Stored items
** Begin **

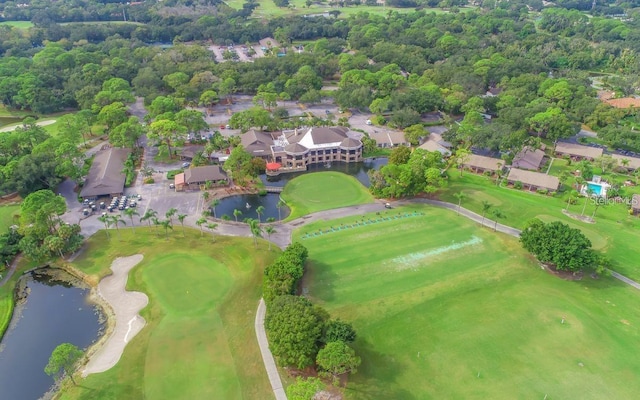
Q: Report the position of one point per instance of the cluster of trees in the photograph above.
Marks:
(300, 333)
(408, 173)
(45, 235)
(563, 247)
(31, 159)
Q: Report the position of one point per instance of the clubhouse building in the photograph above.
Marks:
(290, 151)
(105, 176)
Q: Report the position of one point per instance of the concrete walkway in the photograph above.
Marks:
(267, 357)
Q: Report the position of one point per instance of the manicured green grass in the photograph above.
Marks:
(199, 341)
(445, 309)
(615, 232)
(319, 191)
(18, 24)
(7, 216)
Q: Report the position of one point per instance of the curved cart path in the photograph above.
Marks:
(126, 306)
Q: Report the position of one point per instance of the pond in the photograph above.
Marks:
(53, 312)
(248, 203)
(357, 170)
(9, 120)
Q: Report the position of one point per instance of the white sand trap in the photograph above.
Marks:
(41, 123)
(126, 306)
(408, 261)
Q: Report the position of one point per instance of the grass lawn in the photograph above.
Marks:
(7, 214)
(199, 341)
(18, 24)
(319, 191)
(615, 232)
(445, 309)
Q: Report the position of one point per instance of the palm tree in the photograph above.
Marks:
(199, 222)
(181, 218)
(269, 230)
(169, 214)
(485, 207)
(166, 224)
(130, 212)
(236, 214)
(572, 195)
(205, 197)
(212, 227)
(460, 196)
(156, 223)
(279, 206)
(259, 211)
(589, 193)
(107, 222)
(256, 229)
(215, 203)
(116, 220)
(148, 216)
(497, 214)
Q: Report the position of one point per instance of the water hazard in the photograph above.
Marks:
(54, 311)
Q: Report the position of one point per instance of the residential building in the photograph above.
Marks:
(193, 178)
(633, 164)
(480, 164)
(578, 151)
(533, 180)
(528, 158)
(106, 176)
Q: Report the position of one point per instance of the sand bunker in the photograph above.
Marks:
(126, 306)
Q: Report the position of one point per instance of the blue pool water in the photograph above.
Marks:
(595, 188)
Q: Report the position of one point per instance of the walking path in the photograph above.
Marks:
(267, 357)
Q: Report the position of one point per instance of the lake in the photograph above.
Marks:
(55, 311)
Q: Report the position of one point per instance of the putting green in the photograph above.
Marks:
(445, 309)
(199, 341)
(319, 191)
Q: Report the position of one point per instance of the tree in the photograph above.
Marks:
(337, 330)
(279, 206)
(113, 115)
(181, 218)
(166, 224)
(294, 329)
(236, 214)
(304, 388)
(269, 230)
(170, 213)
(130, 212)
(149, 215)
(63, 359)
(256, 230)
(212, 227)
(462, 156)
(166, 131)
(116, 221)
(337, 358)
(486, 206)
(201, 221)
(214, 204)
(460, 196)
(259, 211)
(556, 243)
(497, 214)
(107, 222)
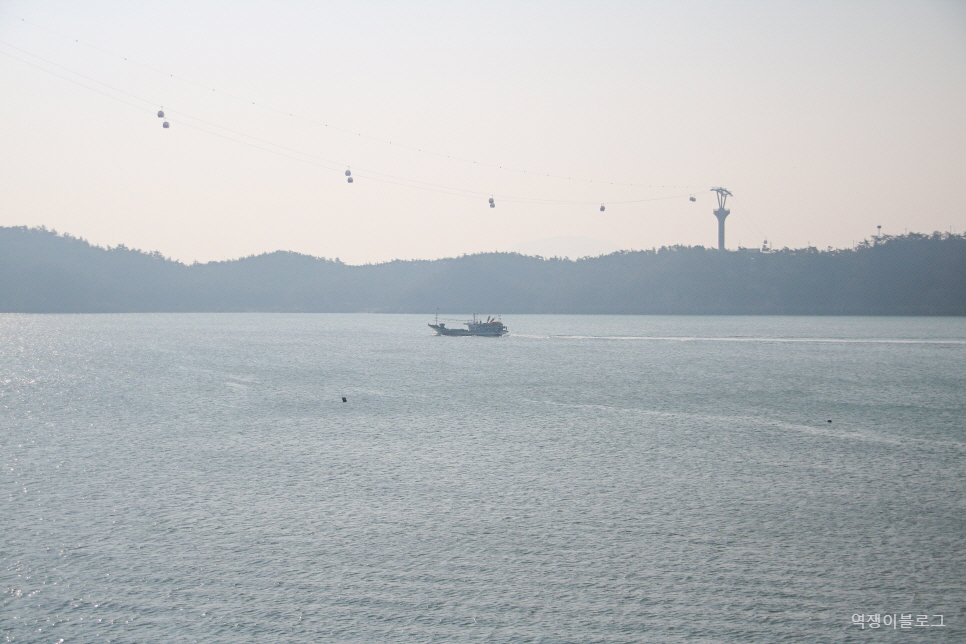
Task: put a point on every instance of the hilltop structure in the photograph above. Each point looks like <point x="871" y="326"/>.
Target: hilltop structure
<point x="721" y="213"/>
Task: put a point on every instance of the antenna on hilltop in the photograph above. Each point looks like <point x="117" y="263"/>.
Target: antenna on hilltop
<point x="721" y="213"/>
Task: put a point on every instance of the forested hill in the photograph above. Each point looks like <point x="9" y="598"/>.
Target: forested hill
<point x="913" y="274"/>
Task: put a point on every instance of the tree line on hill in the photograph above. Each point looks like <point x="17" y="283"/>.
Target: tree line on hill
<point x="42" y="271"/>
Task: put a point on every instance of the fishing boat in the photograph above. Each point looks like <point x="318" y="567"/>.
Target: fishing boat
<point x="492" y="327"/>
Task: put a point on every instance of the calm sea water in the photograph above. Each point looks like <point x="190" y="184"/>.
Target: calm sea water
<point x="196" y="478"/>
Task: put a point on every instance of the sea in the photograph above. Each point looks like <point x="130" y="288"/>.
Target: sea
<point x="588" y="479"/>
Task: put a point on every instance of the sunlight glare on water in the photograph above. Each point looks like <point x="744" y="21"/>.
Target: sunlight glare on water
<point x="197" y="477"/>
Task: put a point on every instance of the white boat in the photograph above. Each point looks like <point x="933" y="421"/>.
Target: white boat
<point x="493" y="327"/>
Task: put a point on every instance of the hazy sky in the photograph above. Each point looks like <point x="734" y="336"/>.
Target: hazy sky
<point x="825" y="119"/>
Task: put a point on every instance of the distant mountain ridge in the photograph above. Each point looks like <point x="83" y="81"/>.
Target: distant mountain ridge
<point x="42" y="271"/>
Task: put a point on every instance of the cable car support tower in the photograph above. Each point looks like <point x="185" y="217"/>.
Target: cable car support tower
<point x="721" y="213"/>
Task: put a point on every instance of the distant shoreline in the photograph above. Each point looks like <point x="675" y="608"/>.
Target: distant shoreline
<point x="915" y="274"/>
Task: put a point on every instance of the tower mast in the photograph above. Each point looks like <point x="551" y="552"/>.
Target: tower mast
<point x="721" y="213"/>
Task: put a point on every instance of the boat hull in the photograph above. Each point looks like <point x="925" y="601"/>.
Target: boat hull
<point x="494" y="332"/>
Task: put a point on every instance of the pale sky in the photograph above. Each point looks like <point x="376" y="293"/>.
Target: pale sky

** End **

- _PROBLEM REQUIREMENTS_:
Quote verbatim the line containing "Task: put a point on every instance of the cable" and every line after it through the end of the records above.

- _SOLVED EXERCISE_:
Task: put a point on every instance of the cable car support tower in the photograph above. Each point looks like <point x="185" y="217"/>.
Target: cable car support tower
<point x="721" y="213"/>
Task: put a point on every instance of the distant shoreline in the photograph above. Each point looks like <point x="675" y="608"/>.
Target: distant shoreline
<point x="915" y="274"/>
Task: put a point on every instance of the tower mast in the photograph above. Each point looks like <point x="551" y="552"/>.
Target: tower mast
<point x="721" y="213"/>
Task: put a point on every instance of the boat hull in the photograph above. Each point looks like <point x="925" y="601"/>.
Target: boat hull
<point x="494" y="332"/>
Task: put a point on every instance of the pale sky in the photograph above. Each point looks like <point x="376" y="293"/>.
Target: pale sky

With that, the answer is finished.